== THE PROBLEM ==
Which lines of the data hold the word "pebbledash"? Copy all of them.

== RECORDS PROVIDED ==

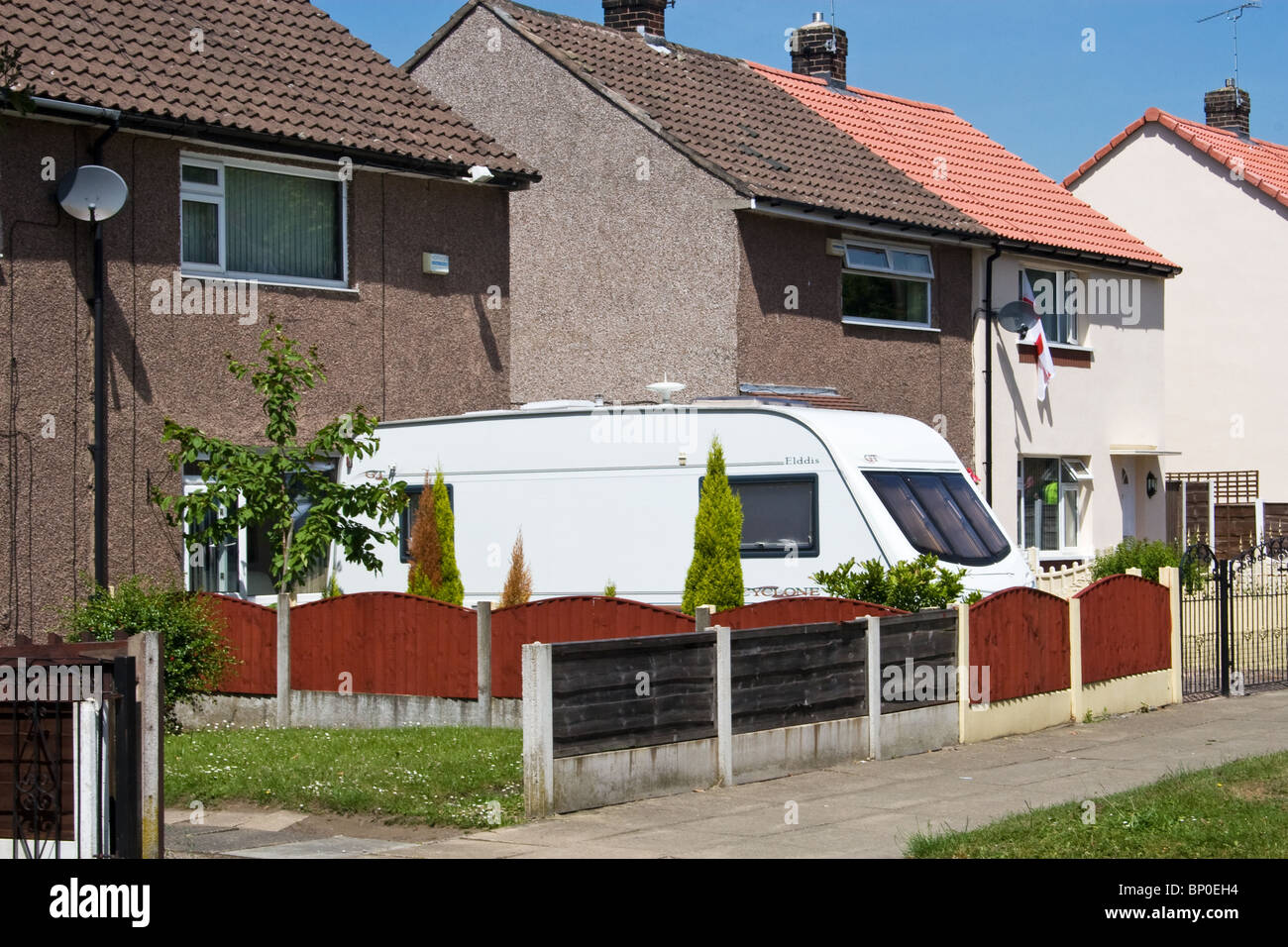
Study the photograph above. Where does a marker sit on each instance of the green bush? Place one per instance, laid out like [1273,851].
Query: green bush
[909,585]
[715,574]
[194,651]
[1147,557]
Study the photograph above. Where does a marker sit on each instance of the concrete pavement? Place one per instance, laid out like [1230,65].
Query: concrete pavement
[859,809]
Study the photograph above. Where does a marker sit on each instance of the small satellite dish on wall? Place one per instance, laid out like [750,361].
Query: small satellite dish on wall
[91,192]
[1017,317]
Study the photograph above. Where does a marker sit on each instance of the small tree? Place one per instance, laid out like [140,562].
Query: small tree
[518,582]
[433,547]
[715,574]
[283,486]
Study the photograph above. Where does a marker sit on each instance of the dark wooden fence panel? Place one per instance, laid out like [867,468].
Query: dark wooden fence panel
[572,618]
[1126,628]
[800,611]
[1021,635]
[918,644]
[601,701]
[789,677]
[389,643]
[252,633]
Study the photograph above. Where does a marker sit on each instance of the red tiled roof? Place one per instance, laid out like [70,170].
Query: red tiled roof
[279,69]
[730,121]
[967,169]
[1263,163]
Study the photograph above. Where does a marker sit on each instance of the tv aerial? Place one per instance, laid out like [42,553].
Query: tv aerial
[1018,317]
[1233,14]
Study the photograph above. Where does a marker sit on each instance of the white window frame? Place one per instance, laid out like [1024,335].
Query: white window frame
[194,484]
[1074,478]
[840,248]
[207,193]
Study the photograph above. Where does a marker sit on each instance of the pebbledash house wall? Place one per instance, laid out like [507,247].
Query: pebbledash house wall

== SOLUTION TO THIS TASK ==
Study the photograph above. Where does a marker sit on each instance of the pebbledash house wall? Place one per instance, laid out like [507,247].
Query: pebbledash house wall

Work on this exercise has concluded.